- _Yang Ditanyakan_
Kumpulkan semua baris dalam materi di bawah ini yang memuat kata "white". Huruf besar dan huruf kecil dibedakan.

- _Cuplikan Data_

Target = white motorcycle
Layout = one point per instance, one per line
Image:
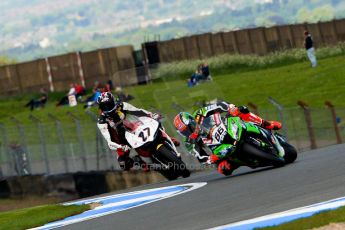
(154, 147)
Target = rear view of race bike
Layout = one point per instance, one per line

* * *

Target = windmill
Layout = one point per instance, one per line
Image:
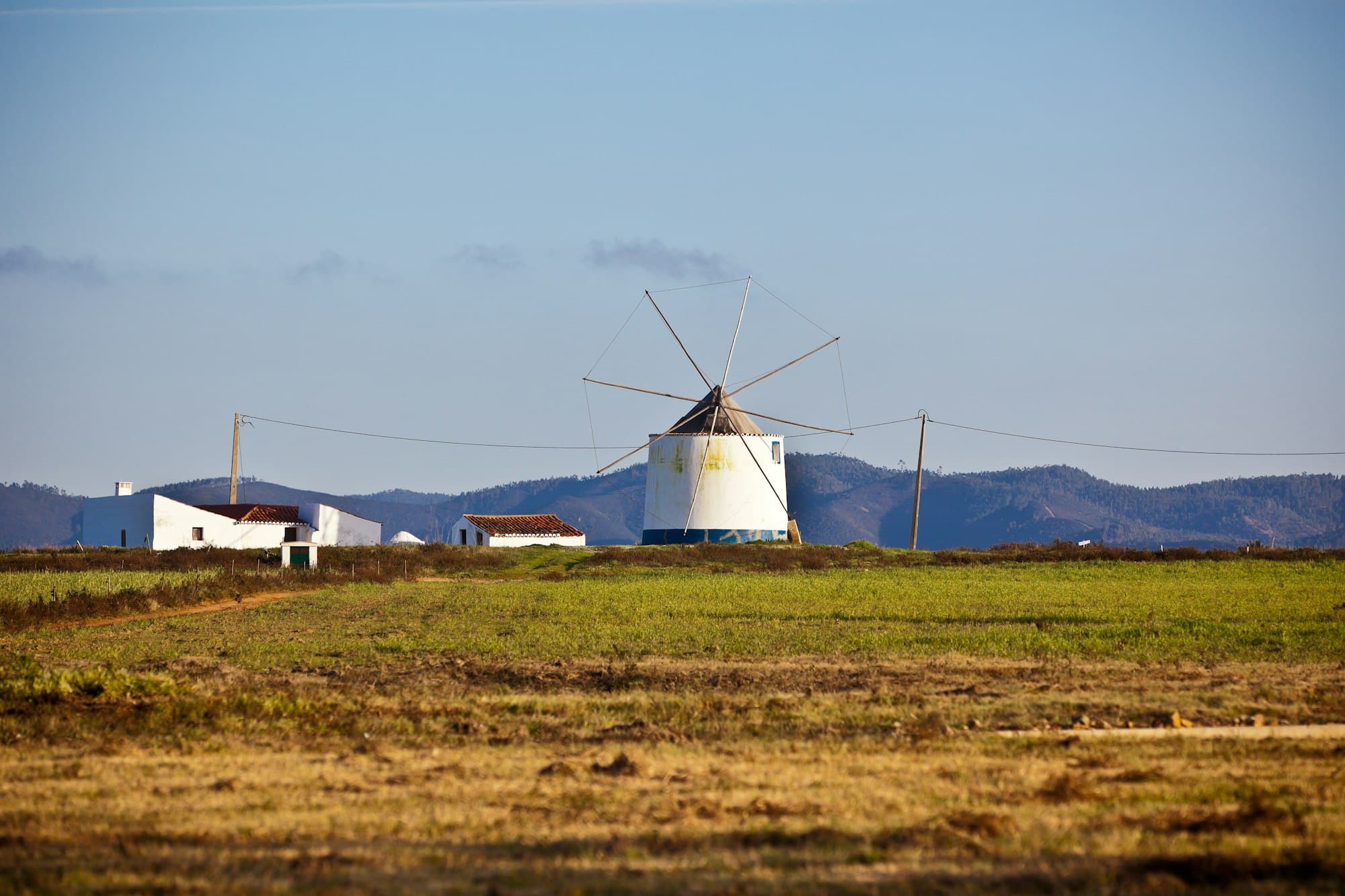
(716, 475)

---

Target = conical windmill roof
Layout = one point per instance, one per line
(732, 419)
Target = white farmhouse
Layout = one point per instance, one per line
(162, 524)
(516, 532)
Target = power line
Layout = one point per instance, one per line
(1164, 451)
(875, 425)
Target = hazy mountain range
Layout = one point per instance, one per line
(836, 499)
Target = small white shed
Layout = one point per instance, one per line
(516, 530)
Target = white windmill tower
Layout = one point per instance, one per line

- _Jawaban_
Target = white motorcycle
Target = white farmhouse
Target = small white shed
Target = white windmill tower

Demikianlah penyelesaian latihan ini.